▶ WORKING DATA:
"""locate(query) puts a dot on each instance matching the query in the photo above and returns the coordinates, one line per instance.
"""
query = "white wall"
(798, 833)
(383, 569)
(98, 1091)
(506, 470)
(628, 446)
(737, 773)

▶ TO DO: Each record must be duplicated exactly, with none missing.

▶ SOLUTION TO THIS PROBLEM:
"""locate(query) puts a dot on each instance matching the query in the photo above and returns the coordinates, one line per instance.
"""
query = "white wall"
(798, 833)
(383, 569)
(98, 1091)
(506, 470)
(628, 446)
(737, 773)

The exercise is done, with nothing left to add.